According to the Environmental Protection Agency (EPA) of the United States, Risk Quotients (RQs) are calculated by dividing a point estimate of exposure by a point estimate of effects. This ratio is a simple, screening-level estimate that identifies high- or low-risk situations. To estimate the risk associated with the daily ingestion of toxic chemicals, we calculated RQ in terms of percentage of the tolerable daily intake (TDI) or provisional tolerable weekly intake. Values below 1 are considered as no risk. As shown in Figure 2A, only thallium showed an RQ above 1. It is considered a highly toxic element, and, once in the body, it is absorbed in the gastrointestinal tract, widely distributed, and stored. Thallium concentrations have been detected in different types of foods [49]; to our knowledge, this is the first time it has been detected in children’s meals. Although interesting, the result should be taken with caution, as the indices used have limitations with regard to their accuracy and precision [50]. Therefore, to complete this information, we estimated the aHI of these potentially toxic chemicals (Figure 2B). Name brands showed high aHI values for mercury (almost 2×) and thallium (almost 3×). These are two highly toxic elements with very harmful effects on children [18] and should, therefore, be taken into account by Food Control Agencies. Although their levels are legislated—mercury in particular—it seems that some of these foods reach the final consumer, with the consequences that this may have.

■ INFORMATION GIVEN ■

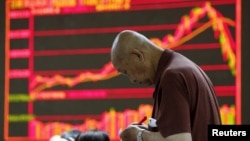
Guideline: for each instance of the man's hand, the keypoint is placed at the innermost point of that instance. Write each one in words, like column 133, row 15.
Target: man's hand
column 130, row 133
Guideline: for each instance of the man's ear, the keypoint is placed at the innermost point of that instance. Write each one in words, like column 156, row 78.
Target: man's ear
column 138, row 54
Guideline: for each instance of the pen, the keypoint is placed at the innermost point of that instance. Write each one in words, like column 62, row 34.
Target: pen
column 142, row 120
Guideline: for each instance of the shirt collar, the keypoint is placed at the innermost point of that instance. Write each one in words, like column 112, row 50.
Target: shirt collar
column 163, row 62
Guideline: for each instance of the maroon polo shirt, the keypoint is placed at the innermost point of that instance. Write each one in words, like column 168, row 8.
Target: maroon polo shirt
column 184, row 98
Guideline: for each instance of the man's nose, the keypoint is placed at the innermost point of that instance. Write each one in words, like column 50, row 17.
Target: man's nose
column 133, row 81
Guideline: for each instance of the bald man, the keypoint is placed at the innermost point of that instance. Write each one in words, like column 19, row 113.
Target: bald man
column 184, row 99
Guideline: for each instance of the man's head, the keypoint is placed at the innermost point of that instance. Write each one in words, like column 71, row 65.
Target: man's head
column 135, row 56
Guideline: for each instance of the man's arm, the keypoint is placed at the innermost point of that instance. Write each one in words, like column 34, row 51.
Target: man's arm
column 131, row 132
column 156, row 136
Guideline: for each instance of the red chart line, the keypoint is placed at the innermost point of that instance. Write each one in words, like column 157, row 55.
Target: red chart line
column 106, row 50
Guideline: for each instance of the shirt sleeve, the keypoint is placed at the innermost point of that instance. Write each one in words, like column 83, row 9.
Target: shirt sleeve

■ WORK ITEM ■
Return the excerpt on risk quotients word for word, from start to finish. The records have nothing to do with the excerpt on risk quotients.

■ REPLY TO THE EXERCISE ■
According to the Environmental Protection Agency (EPA) of the United States, Risk Quotients (RQs) are calculated by dividing a point estimate of exposure by a point estimate of effects. This ratio is a simple, screening-level estimate that identifies high- or low-risk situations. To estimate the risk associated with the daily ingestion of toxic chemicals, we calculated RQ in terms of percentage of the tolerable daily intake (TDI) or provisional tolerable weekly intake. Values below 1 are considered as no risk. As shown in Figure 2A, only thallium showed an RQ above 1. It is considered a highly toxic element, and, once in the body, it is absorbed in the gastrointestinal tract, widely distributed, and stored. Thallium concentrations have been detected in different types of foods [49]; to our knowledge, this is the first time it has been detected in children’s meals. Although interesting, the result should be taken with caution, as the indices used have limitations with regard to their accuracy and precision [50]. Therefore, to complete this information, we estimated the aHI of these potentially toxic chemicals (Figure 2B). Name brands showed high aHI values for mercury (almost 2×) and thallium (almost 3×). These are two highly toxic elements with very harmful effects on children [18] and should, therefore, be taken into account by Food Control Agencies. Although their levels are legislated—mercury in particular—it seems that some of these foods reach the final consumer, with the consequences that this may have.